▶ DATA RECORDS
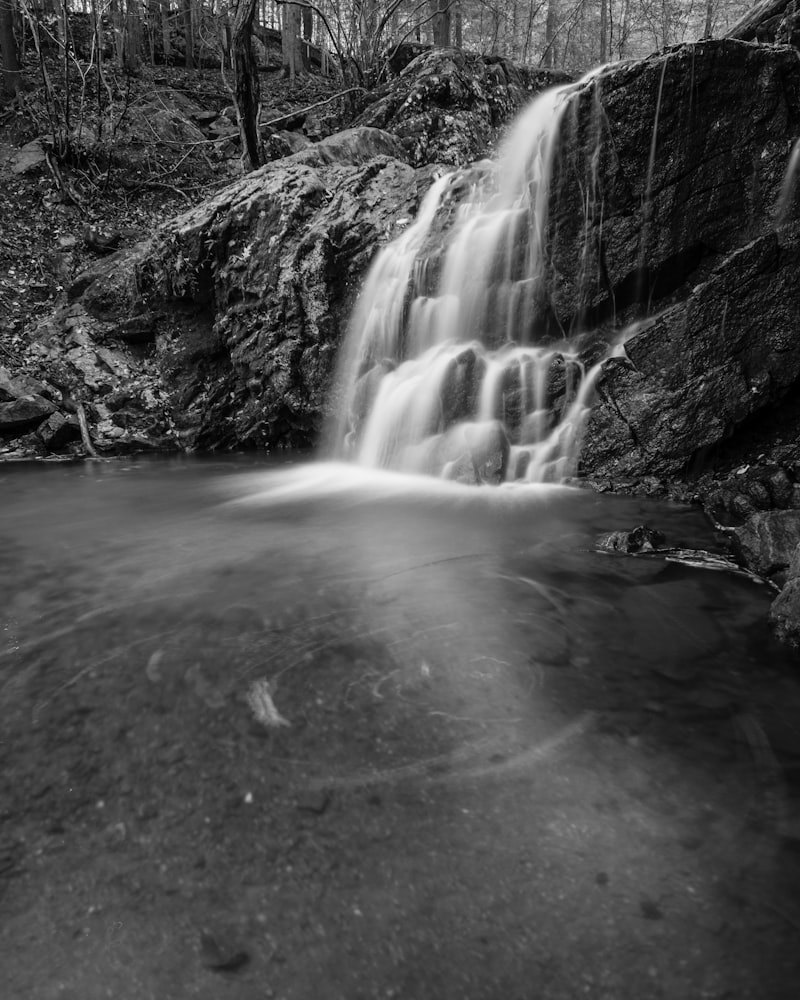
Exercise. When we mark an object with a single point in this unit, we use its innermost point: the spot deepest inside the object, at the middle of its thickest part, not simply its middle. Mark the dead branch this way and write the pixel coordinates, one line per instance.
(87, 441)
(312, 107)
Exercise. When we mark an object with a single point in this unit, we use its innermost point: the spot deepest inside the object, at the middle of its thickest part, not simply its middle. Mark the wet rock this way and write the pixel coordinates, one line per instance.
(58, 431)
(784, 614)
(137, 330)
(258, 283)
(221, 955)
(639, 539)
(488, 449)
(30, 158)
(366, 390)
(14, 386)
(446, 104)
(767, 541)
(24, 413)
(461, 386)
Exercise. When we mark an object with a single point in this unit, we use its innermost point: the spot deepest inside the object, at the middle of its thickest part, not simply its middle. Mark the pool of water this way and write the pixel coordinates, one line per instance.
(351, 734)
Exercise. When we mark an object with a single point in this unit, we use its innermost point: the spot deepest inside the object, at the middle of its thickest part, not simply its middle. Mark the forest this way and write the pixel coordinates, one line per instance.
(399, 500)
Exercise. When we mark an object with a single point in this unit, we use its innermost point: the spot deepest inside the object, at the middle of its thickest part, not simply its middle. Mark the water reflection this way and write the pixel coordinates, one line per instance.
(512, 765)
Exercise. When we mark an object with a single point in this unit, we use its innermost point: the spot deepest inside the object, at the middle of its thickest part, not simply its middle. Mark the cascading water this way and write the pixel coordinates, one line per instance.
(449, 368)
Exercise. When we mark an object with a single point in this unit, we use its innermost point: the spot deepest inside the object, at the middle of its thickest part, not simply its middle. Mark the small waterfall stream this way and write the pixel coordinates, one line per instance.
(451, 367)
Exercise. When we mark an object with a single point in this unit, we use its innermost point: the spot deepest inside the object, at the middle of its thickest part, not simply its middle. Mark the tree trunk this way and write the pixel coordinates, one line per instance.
(551, 24)
(133, 35)
(604, 46)
(245, 80)
(291, 45)
(166, 42)
(10, 69)
(188, 32)
(118, 25)
(441, 23)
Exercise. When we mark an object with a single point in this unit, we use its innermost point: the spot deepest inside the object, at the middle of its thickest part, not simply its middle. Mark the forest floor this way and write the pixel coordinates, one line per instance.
(152, 163)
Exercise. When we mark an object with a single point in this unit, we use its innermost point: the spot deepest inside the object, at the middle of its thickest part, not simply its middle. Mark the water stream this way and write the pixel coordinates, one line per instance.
(383, 735)
(446, 370)
(359, 729)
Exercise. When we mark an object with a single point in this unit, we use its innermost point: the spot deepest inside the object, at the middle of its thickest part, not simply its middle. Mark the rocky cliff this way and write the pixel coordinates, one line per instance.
(221, 330)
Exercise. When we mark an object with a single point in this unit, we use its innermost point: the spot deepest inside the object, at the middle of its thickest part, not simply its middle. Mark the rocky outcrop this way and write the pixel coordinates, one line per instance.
(222, 329)
(447, 105)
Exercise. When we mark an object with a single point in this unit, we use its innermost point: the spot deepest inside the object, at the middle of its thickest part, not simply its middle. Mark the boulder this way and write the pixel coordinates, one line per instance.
(701, 368)
(58, 431)
(447, 105)
(24, 413)
(260, 281)
(784, 614)
(767, 542)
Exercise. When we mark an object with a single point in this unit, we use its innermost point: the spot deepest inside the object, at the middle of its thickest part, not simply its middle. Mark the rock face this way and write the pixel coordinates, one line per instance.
(246, 297)
(226, 323)
(446, 105)
(693, 229)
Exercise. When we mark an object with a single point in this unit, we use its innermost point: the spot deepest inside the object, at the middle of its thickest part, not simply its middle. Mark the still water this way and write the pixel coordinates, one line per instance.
(298, 730)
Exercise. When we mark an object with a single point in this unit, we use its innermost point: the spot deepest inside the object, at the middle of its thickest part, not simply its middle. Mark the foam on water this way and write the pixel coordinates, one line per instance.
(444, 371)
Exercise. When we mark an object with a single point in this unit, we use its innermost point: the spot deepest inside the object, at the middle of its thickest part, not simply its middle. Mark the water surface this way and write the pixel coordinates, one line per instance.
(493, 762)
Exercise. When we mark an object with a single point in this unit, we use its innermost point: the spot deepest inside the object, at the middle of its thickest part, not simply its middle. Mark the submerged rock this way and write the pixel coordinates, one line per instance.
(639, 539)
(767, 542)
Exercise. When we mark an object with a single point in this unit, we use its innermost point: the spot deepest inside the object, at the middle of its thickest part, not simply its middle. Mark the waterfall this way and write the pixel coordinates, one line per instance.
(450, 367)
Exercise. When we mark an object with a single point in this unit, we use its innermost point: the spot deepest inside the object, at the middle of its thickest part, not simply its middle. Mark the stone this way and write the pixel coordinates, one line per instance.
(784, 614)
(768, 540)
(446, 104)
(489, 450)
(639, 539)
(264, 322)
(17, 385)
(58, 431)
(31, 157)
(24, 413)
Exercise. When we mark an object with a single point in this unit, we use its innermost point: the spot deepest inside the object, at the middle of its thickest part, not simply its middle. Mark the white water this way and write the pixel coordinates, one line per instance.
(444, 373)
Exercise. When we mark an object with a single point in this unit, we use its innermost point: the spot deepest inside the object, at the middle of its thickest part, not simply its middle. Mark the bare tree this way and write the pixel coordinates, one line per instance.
(10, 69)
(246, 86)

▶ PROBLEM DESCRIPTION
The material above holds pictures; copy everything else in it exactly.

▶ RESPONSE
Exercise. When we mark an object with a single point in this unit, we use its innermost point: the spot deepest inside the object, at the middle of its thickest part, not simply its middle. Mark the dead branch this way and write the pixel coordinates, one line per instance.
(87, 441)
(312, 107)
Exercise. When we mark an object with a single point in this unit, we use its innermost point: the spot deepest inside the object, at the middle of its thickest part, not simply its middle. Mark the wet rock this way and write the pixel coordinates, one line per instance.
(58, 431)
(784, 614)
(137, 330)
(258, 283)
(221, 955)
(639, 539)
(488, 449)
(30, 158)
(366, 390)
(14, 386)
(446, 104)
(767, 541)
(24, 413)
(461, 386)
Exercise. When we mark an object with a single point in this unit, we use its innermost point: the spot deepest inside the object, at the middle of its thickest part, not simply its middle. Mark the pool of water this way and write the pixel coordinates, one line per instance.
(351, 734)
Exercise. When we mark an object with a single point in this unit, we use its innermost point: the spot deepest inside the object, at the middle of its thickest part, not simply its middle. Mark the forest this way and write the pixel coordinates, one line per instance.
(399, 500)
Exercise. When we mark an object with a single point in this unit, we use its innermost point: the spot deepest inside the object, at the middle of its thickest part, not simply its middle. Mark the water reflection this way and write the pixel coordinates, one line per instance.
(512, 765)
Exercise. When we mark an object with a single point in this unit, we use its innermost point: the spot deepest inside the object, at the middle of its thickest part, not simply its middle. Mark the cascading water this way and write the pixel coordinates, one line per instance.
(449, 368)
Exercise. When we mark an object with a single point in this unit, we use its innermost point: the spot deepest inside the object, at the middle of its thickest part, not simply its middle. Mark the small waterfall stream this way and write the pixel coordinates, one line per instance.
(451, 367)
Exercise. When we mark an object with a single point in this unit, we use its innermost point: the spot deepest inside the object, at the middle of its thickest part, not simply its middle. Mark the tree trunk this way and write the pixel coordinates, one line per instance.
(551, 24)
(133, 35)
(604, 46)
(245, 80)
(291, 45)
(166, 42)
(10, 69)
(188, 32)
(118, 25)
(441, 23)
Exercise. When we mark an object with a single point in this unit, we use its innermost point: the spot deepest inside the object, at the middle of its thickest part, not simply its middle. Mark the forest floor this way and write the pixel coordinates, one line per instance.
(152, 163)
Exercise. When we mark an object with a single point in this unit, we use its innermost point: the spot deepest inside the object, at the middle of its thickest part, not simply its middle. Mark the water stream this way and write the pixel coordinates, one line per instance.
(383, 735)
(446, 370)
(359, 729)
Exercise. When we mark an object with a single point in this unit, we use its innermost point: the spot deepest inside the object, at the middle of its thickest part, not simply its middle. Mark the rocky cliff this way and write the pixel coordinates, one line per instance.
(221, 330)
Exercise. When we mark an object with a single point in this unit, we use its innermost point: the spot deepest inside the object, at the middle of its thickest part, not simply its middle. Mark the rocky outcrop this way and write the pixel coordinates, one line per instance.
(222, 329)
(447, 105)
Exercise. When we mark an object with a single point in this unit, we use its innermost point: the spot deepest inside the object, at the middle of its thickest part, not simply its middle. Mark the boulder this way and write the pixel coordinates, one line per instance.
(701, 368)
(58, 431)
(447, 105)
(24, 413)
(260, 281)
(784, 614)
(767, 542)
Exercise. When we mark an object with a single point in this unit, we use its innermost point: the spot deepest inside the object, at the middle of its thickest part, not simply its middle. Mark the rock face this way and write the pixel coordinates, one line per instance.
(246, 297)
(226, 323)
(446, 105)
(693, 229)
Exercise. When we mark an object with a single point in this unit, we use its innermost point: the spot deepest inside the object, at the middle of its thickest part, not simply its middle. Mark the still water this way and write the pixel coordinates, one line per instance.
(298, 730)
Exercise. When we mark an object with a single point in this unit, we use its innermost point: the spot deepest inside the object, at the middle of its thickest part, not simply its middle. Mark the foam on water this way and write the pixel coordinates, one line per instance.
(444, 371)
Exercise. When we mark an object with a single point in this unit, we use its innermost point: the spot deepest inside the object, at the middle of its thickest part, not simply its middle. Mark the water surface this way and write the pixel coordinates, one line per instance.
(493, 762)
Exercise. When we mark an object with a single point in this unit, we use its innermost point: the spot deepest inside the object, at the middle of its thickest part, not simply its middle. Mark the submerged rock this way and write the pixel coordinates, one line per instance.
(639, 539)
(767, 542)
Exercise. When we mark an object with a single point in this unit, we use its innermost point: the spot deepest inside the object, at the middle of its thickest part, not simply its middle. Mark the waterfall this way and write the pixel coordinates, one line per instance.
(450, 367)
Exercise. When we mark an object with a single point in this unit, we use its innermost point: the spot deepest inside the object, at the middle of its thickest part, not simply its middle. Mark the stone this way and write the pixel coordinates, one line per instance.
(784, 614)
(768, 540)
(446, 104)
(489, 450)
(639, 539)
(264, 322)
(17, 385)
(58, 431)
(31, 157)
(24, 413)
Exercise. When we mark an object with a single point in this unit, we use its innermost point: the spot deepest inside the object, at the middle of its thickest part, not simply its middle. Mark the white water this way and write the pixel coordinates, one line per instance.
(444, 373)
Exercise. When we mark an object with a single point in this unit, we use its innermost point: the spot deepest inside the object, at the middle of its thickest part, not simply its middle. Mark the bare tree this way and write the pixel coordinates, one line per instance.
(10, 69)
(246, 86)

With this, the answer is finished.